* [TASK INSTRUCTIONS] Everything from the line containing "form (384, 336)." through the last line of the records must be returned verbatim, and nothing outside that range.
··· MATERIAL FOR THIS EXERCISE ···
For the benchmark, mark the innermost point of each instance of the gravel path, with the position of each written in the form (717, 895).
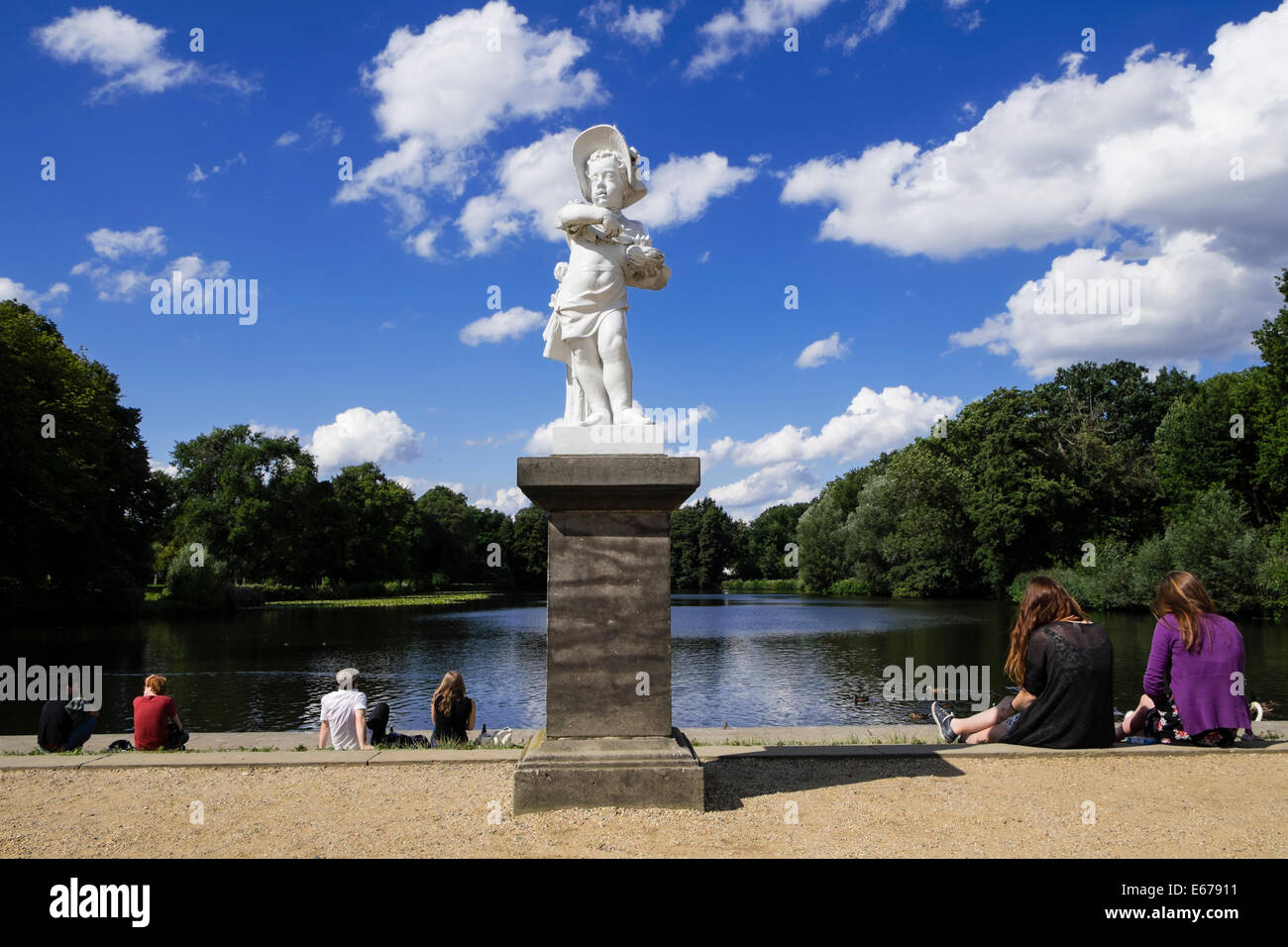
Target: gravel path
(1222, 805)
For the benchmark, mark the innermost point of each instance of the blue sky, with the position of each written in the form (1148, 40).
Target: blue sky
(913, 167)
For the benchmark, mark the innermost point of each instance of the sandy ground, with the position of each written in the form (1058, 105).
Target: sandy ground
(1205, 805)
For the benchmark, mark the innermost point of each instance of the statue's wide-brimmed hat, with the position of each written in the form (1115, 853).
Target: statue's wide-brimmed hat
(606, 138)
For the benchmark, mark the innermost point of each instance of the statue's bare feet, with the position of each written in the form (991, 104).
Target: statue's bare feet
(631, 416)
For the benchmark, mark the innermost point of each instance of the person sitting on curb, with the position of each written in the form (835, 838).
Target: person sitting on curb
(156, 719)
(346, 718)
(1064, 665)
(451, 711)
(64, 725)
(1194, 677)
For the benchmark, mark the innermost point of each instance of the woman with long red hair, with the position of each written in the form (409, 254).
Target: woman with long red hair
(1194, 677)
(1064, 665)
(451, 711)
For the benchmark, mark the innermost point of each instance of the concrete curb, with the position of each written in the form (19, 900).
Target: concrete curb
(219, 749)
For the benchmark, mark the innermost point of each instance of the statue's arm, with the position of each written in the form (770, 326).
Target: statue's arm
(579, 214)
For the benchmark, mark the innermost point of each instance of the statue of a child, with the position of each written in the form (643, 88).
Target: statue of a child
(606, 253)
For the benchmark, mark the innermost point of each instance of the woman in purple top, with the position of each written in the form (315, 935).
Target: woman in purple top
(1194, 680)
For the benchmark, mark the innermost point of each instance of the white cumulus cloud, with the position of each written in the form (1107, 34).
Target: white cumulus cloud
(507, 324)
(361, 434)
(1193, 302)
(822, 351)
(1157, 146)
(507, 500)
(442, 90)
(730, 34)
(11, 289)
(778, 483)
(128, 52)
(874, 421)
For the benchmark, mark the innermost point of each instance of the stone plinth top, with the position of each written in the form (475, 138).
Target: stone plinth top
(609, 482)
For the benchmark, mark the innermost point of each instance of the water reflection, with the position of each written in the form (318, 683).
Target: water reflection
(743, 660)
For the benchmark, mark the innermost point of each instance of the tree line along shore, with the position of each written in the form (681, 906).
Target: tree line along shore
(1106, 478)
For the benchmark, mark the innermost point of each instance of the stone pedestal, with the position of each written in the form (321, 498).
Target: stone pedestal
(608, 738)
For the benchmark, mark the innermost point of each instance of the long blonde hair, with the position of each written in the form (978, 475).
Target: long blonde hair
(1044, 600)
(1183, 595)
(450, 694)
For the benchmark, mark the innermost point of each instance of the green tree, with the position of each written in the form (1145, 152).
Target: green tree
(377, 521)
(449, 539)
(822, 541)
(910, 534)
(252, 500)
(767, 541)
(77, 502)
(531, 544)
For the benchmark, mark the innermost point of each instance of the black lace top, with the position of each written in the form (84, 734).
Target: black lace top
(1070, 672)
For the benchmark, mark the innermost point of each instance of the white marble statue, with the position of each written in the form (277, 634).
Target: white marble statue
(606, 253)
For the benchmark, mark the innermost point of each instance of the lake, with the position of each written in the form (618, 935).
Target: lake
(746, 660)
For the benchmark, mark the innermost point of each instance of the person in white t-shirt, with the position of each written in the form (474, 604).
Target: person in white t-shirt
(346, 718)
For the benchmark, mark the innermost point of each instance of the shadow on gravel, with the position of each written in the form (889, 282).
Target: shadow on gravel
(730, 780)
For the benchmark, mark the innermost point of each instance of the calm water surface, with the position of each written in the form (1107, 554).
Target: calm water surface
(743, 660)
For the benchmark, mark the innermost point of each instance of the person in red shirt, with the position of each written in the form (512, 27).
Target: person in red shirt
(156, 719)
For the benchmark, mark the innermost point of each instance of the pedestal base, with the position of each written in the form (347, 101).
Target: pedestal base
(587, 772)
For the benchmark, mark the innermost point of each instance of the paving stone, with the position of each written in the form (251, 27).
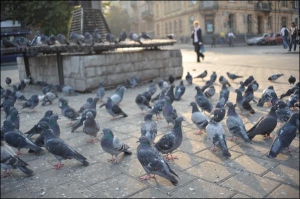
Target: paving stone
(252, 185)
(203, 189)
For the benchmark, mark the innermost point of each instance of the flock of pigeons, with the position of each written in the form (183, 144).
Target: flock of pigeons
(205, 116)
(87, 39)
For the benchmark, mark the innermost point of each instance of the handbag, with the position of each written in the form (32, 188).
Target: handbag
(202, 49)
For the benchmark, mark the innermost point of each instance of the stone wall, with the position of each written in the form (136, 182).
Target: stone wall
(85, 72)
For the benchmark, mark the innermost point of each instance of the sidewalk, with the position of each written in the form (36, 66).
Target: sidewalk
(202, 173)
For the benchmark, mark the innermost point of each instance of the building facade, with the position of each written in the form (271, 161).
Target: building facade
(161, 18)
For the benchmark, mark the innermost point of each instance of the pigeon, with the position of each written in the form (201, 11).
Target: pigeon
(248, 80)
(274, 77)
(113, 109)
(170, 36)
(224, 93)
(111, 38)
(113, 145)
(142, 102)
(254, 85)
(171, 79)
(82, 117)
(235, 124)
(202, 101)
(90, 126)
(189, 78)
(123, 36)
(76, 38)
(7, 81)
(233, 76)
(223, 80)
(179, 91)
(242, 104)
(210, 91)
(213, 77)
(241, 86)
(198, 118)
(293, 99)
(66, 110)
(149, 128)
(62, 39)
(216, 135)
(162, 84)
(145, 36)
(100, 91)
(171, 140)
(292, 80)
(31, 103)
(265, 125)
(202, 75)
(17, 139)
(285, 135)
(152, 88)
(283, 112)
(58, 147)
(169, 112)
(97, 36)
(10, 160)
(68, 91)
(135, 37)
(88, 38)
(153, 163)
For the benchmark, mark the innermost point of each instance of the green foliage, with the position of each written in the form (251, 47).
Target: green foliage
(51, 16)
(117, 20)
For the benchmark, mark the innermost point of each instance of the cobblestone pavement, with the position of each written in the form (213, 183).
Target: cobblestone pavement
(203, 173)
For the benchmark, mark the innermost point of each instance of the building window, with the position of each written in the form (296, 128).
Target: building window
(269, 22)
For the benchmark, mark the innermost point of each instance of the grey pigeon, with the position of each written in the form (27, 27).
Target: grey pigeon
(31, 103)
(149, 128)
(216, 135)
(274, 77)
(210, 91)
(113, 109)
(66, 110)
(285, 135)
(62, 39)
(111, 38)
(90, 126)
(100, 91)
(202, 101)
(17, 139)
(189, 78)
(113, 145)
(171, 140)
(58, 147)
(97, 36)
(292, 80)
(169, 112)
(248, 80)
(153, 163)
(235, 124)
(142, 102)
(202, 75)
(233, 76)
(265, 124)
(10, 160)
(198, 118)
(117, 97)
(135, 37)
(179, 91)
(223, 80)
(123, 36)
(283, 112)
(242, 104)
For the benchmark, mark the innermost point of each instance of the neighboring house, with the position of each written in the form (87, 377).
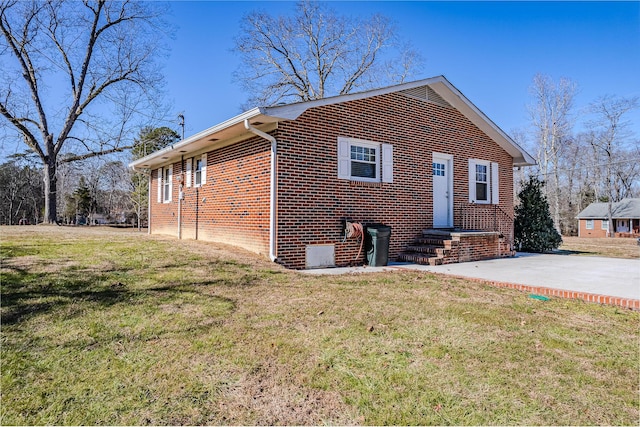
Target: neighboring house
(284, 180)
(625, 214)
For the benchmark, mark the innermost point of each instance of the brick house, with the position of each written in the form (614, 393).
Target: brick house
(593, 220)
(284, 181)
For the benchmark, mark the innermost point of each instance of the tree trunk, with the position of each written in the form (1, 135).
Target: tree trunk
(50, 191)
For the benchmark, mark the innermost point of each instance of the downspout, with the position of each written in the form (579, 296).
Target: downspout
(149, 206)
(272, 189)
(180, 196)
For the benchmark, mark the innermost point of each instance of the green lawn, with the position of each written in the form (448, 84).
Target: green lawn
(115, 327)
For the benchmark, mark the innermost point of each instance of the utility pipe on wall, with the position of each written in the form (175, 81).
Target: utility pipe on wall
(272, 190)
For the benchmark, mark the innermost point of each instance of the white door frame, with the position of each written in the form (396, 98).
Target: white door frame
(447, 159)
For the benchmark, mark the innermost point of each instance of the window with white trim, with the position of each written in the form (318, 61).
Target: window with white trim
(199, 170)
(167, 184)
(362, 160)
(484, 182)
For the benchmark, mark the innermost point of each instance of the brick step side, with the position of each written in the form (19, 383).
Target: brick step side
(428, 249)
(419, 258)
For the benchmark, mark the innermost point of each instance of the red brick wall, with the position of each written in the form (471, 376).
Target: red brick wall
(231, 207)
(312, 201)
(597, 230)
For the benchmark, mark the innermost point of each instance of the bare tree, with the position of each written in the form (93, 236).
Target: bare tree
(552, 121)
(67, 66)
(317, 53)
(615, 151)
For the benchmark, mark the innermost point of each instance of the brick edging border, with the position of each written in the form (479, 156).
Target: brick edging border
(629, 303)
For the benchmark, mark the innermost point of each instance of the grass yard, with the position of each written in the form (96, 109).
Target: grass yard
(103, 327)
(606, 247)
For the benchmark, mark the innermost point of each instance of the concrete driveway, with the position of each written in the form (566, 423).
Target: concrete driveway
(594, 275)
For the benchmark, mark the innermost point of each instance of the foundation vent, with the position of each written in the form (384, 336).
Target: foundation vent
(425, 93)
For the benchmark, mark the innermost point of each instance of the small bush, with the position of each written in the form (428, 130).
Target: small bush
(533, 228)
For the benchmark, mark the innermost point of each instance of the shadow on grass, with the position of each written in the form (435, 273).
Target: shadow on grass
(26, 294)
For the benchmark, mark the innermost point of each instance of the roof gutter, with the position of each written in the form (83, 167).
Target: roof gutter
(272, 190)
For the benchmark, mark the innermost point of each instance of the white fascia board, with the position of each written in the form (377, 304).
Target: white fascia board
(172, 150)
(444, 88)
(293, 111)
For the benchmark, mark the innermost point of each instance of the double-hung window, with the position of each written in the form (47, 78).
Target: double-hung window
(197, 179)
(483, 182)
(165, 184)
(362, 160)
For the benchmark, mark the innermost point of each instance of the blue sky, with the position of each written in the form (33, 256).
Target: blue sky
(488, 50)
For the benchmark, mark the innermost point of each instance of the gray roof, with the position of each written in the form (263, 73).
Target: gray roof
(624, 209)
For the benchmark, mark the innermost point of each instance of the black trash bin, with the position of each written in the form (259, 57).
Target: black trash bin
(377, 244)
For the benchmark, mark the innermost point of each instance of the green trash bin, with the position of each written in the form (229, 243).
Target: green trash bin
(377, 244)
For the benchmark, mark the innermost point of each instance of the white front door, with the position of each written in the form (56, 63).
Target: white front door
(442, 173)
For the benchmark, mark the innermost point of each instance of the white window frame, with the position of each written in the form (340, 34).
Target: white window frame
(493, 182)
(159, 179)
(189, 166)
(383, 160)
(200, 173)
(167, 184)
···
* [SOLUTION TO THIS TASK]
For the benchmark, mark the innermost point of each instance of the foundation vent, with the position of each written in the form (384, 336).
Target: foundation vent
(425, 93)
For the benchmark, mark the innermost point of each instance of the small bush, with the position of each written in the form (428, 130).
Target: small bush
(533, 228)
For the benchmark, mark the innermost point of each instance of the shadow on grass, with the position of each written in the form (435, 273).
Target: shadow on grass
(26, 294)
For the benchmark, mark the innermost point of each instance of the roof gutter, with the position of each written in the form (83, 167).
Target: roof gutter
(272, 190)
For the benchmark, mark the innermost point of each instance of the white fascia board, with the position of each written in the form (377, 304).
Target: white fascia board
(172, 150)
(444, 88)
(293, 111)
For the benchmark, mark the innermost point of each instance of the double-hung window, with the position of each written in the form (47, 78).
Target: double-hung window
(197, 179)
(483, 182)
(165, 184)
(362, 160)
For the benchmark, mark the innermost point of each instance of the blue sky, with the position of each written in the form (33, 256).
Target: blue sky
(488, 50)
For the benchmark, mark the innermost point of each instance of the gray roof, with the position of each written in the form (263, 73).
Target: gray roof
(624, 209)
For the benchmark, mark the innermost point of each instance of the black trash bin, with the position of each written in the form (259, 57).
Target: black trash bin
(377, 244)
For the benchmark, mark the innermost point of each instance of the green trash bin, with the position of each written in the form (229, 243).
Target: green trash bin
(377, 244)
For the benchmark, mark the innermost point of each instance of the white front door, with the position of each written in the form (56, 63).
Target: white front door
(442, 173)
For the benchmark, mark the innermost point of each instance of the white window frame, with the position of each written in the form (340, 34).
Target: white window frame
(493, 182)
(159, 179)
(189, 166)
(383, 160)
(200, 173)
(167, 184)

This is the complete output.